───── Source document

This image was taken from aboard the wooden MV International, a diesel-powered passenger vessel, built at Goat Haunt in 1927. It plies its trade up and down Upper Waterton Lake, with a current carrying capacity of 200.

 

On the right is are the Citadel Peaks East (2,133m) and on the left is a ridgeline that leads up to Mount Cleveland which is off-shot to the left. These mountains are part of the Livingston Range which sits primarily in Glacier National Park in Montana, and in the extreme south-eastern section of the Canada's province of British Columbia. The range is 58 km long and 45 km wide. Over 15 summits exceed 2,700m above sea level, with the highest, Kintla Peak, at 3,079m.

 

While these elevations are not particularly high for North American mountains, they are high compared to the roughly 1,200m elevation of the nearby valleys, making for particularly dramatic peaks.

 

The Livingston Range was initially uplifted beginning 170 million years ago when the Lewis Overthrust fault pushed an enormous slab of Pre-Cambrian rocks 4.8 km thick, 80 km wide and 260 km long over newer rocks of the Cretaceous Period.

──────────

### Given instruction 1
Decide whether each statement agrees with the Livingston Range passage. For (a), (b) and (c), answer yes or no and quote the deciding words from the passage.
(a) The MV International was built at Goat Haunt in 1927.
(b) The Livingston Range is 58 km wide.
(c) The nearby valleys sit at roughly 2,700m.
### Given instruction 2
Work out how many lines of the entries below contain the string "that", and reply with the number alone.

───── Record list

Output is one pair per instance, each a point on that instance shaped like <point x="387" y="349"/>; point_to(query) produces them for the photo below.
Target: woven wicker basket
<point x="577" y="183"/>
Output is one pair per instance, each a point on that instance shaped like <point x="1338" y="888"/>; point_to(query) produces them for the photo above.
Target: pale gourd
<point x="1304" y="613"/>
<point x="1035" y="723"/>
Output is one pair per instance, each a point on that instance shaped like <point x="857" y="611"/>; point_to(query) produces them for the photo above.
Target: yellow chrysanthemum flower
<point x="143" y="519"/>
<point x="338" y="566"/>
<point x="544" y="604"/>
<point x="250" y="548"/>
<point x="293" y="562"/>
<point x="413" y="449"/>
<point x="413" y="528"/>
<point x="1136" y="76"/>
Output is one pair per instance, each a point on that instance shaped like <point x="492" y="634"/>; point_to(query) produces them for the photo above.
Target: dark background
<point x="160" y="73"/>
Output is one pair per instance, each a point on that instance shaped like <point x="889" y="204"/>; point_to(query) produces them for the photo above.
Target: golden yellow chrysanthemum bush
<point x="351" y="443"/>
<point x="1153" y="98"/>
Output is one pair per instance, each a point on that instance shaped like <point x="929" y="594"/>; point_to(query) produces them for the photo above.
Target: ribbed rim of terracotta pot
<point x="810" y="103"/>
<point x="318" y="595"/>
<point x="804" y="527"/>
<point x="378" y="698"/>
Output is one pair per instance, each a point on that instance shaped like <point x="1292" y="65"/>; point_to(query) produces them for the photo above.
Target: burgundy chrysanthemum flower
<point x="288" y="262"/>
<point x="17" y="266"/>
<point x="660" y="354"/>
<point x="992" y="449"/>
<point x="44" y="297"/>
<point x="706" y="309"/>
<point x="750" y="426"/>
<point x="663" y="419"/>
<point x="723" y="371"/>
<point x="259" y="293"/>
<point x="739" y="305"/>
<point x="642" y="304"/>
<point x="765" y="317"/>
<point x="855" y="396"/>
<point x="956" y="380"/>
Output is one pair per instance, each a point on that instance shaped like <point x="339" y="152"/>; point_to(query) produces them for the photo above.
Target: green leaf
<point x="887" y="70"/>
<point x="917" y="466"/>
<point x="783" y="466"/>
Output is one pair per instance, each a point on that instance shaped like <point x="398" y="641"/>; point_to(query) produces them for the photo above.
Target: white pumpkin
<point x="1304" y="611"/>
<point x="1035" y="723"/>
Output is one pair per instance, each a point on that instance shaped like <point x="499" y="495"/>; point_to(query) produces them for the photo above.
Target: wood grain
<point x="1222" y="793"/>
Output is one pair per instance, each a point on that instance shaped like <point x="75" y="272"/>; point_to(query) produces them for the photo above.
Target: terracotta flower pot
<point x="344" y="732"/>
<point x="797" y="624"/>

──────────

### Reply 1
(a) Yes: "built at Goat Haunt in 1927"
(b) No: "The range is 58 km long and 45 km wide."
(c) No: "the roughly 1,200m elevation of the nearby valleys"

### Reply 2
11